## [Task]
Format the lines below as a two-column CSV with the headers text and answer, one row for each line that asks for points. Put that line in the text field and the points that follow it in the answer field, with each field in double quotes and line breaks replaced by spaces.

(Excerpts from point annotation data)
——

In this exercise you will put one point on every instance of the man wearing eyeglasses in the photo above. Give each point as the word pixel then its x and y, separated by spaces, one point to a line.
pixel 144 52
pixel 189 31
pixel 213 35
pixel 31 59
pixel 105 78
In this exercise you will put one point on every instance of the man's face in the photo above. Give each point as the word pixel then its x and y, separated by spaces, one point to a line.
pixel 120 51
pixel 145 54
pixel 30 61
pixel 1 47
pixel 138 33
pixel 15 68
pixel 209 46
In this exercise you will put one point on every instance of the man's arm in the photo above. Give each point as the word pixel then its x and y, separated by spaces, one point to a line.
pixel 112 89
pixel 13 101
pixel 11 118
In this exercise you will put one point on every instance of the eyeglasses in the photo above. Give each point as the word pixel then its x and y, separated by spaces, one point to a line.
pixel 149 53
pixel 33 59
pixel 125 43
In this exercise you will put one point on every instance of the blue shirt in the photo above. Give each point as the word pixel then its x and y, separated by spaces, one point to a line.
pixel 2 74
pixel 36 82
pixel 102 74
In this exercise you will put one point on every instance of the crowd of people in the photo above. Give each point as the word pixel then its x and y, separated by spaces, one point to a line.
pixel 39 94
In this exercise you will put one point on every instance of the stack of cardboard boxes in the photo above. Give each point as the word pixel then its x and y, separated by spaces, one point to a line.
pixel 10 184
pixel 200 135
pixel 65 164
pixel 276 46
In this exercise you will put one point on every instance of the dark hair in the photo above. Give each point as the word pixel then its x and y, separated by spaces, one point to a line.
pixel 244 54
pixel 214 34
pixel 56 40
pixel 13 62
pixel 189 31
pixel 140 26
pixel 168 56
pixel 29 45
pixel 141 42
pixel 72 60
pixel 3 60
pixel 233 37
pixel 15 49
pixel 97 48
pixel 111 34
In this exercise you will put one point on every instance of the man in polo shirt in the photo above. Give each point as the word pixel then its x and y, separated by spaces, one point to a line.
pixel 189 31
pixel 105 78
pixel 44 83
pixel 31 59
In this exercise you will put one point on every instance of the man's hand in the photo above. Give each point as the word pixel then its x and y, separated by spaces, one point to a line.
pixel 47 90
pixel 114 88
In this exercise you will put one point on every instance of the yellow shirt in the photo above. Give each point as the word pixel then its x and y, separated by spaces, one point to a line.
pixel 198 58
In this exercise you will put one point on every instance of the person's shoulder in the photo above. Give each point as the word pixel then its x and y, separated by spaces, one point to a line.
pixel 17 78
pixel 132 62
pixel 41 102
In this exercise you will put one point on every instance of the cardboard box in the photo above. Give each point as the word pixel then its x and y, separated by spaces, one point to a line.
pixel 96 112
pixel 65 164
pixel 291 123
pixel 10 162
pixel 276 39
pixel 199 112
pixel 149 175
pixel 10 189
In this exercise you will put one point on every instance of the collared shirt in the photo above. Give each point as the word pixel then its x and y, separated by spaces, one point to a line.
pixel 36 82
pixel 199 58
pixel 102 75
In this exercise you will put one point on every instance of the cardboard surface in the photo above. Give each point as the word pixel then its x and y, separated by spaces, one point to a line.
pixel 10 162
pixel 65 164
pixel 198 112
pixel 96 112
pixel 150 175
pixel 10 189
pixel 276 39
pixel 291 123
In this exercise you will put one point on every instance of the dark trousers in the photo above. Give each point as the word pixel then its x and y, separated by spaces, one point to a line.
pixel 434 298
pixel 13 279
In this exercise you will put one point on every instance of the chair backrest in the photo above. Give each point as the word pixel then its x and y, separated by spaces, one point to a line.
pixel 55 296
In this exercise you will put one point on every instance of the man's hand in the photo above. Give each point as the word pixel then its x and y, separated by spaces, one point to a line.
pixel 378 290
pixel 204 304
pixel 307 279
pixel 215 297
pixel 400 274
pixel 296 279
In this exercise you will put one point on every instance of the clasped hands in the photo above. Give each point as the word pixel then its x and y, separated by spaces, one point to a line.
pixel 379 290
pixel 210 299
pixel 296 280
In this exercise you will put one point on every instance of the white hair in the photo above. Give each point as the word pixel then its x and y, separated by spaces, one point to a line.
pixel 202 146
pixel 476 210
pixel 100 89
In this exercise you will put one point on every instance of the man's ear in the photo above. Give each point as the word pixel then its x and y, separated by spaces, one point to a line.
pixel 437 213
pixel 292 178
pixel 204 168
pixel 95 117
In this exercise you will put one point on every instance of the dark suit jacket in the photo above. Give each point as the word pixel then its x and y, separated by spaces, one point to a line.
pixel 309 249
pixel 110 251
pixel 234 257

——

## [Task output]
text,answer
"In this exercise you will put one point on every instance of the man wearing eyeglasses in the photo above. Give each point as the word pixel then its x and y, separated by spaces, one point to a line.","pixel 144 52 pixel 189 31 pixel 213 35 pixel 31 59 pixel 105 78"
"In this exercise you will put one point on every instance of the man's face in the photo above. Give each point as the word pixel then its x and y, separated by spaces, one point to a line.","pixel 120 51 pixel 145 54 pixel 30 61 pixel 1 47 pixel 138 33 pixel 15 68 pixel 209 46"
"In this exercise you will put one point on every instance of the man's arm in the photo above. Give each point as the word pixel then its x and y, separated by spaces, one point to a line.","pixel 112 89 pixel 13 101 pixel 11 118"
"In this exercise you will put one point on every instance of the eyeglasses in the photo above. Give each point as the word pixel then its x and y, separated by spaces, one point to a line.","pixel 149 53 pixel 33 59 pixel 125 43"
"In this exercise you will put one point on every instance of the blue shirt in the photo above. Give each point as the word pixel then its x and y, separated by spaces, one point to a line.","pixel 2 74 pixel 36 82 pixel 102 74"
"In this exercise you will put one point on every instance of the crowd of people in the photo above. Give each point as the word pixel then its x and y, separated by spaces, one point to a line.","pixel 39 94"
"In this exercise you will put one point on every instance of the stack of cardboard boxes in the photo above. Give each point as the word pixel then its x and y, separated by spaces, one point to a line.","pixel 10 184 pixel 200 135 pixel 65 164 pixel 276 46"
"In this exercise you will put one point on every instance of the dark hair in the photo above. Give each point as the word pixel then its x and y, separated by spaces, one point to a line.","pixel 244 54 pixel 214 34 pixel 56 40 pixel 13 62 pixel 189 31 pixel 140 26 pixel 168 56 pixel 29 45 pixel 141 42 pixel 72 60 pixel 3 60 pixel 233 37 pixel 15 49 pixel 97 48 pixel 111 34"
"In this exercise you will put one point on every instance of the man in polo shirt in the photo above. Give each point as the word pixel then its x and y, separated by spaces, one point to a line.","pixel 189 31 pixel 105 78 pixel 44 83 pixel 31 59"
"In this exercise you will put one point on every instance of the man's hand in the photo above. Give each point as the word pixel then its x and y, separated by spaces, one point to a line.","pixel 47 90 pixel 114 88"
"In this exercise you will put one point on every instance of the yellow shirt in the photo above. Give each point as the word pixel then its x and y, separated by spaces, one point to a line.","pixel 198 58"
"In this exercise you will put one point on every instance of the person's shoulder in the photo above. Give each point as the word pixel then its x and y, separated by spaces, one point to a line.","pixel 17 78 pixel 132 62 pixel 41 102"
"In this exercise you will put one point on every instance of the cardboard box in the photo above. Give each point as the word pixel then its x and y, separated by spaces, one point to a line.","pixel 96 112 pixel 65 164 pixel 291 123 pixel 10 162 pixel 276 39 pixel 199 112 pixel 149 175 pixel 10 189"
"In this exercise you will put one point on every instance of the collared shirt in the photo above. Give each point as the word pixel then its x and y, separated by spaces, one point to a line.","pixel 36 82 pixel 199 58 pixel 102 75"
"In this exercise you will put one point on every instance of the cardboard surface in the photo above. Give each point as the word pixel then its x and y, separated by spaces, one point to a line.","pixel 10 162 pixel 65 164 pixel 198 112 pixel 96 112 pixel 150 175 pixel 10 189 pixel 276 39 pixel 291 123"
"In this exercise you will put one point on every instance of the dark trousers in the photo above. Give each point as the word pixel then its x and y, separated by spaces, one point to a line.","pixel 434 298 pixel 13 279"
"In this exercise you will put one point on every instance of the chair backrest in the photo above. Give each point as the word pixel then its x and y, separated by spaces, one point to a line.","pixel 55 296"
"In this exercise you will put one point on every instance of the man's hand in the photo above. Give each point as the word pixel then its x and y, separated by spaces, one point to a line.","pixel 378 290 pixel 204 304 pixel 307 279 pixel 215 297 pixel 400 274 pixel 296 279"
"In this exercise you will put one point on every instance of the clasped hands in the photo above. Give each point as the word pixel then its x and y, separated by spaces, one point to a line.","pixel 379 290 pixel 210 299 pixel 296 280"
"In this exercise you will put one point on every instance of the white hair in the photo above. Give each point as the word pixel then its x and y, separated by spaces, one point to a line.","pixel 202 146 pixel 476 210 pixel 100 89"
"In this exercise you will put one point on every instance of the man's ear in the photo above. Give each point as the word pixel then its x and y, separated by spaces, one point to a line.","pixel 437 213 pixel 292 178 pixel 204 168 pixel 95 117"
"In this exercise you will put one point on every instance of the dark suit jacket in the photo above. Give each point as the word pixel then its x and y, separated by spaces, one point to a line.","pixel 309 249 pixel 110 251 pixel 234 257"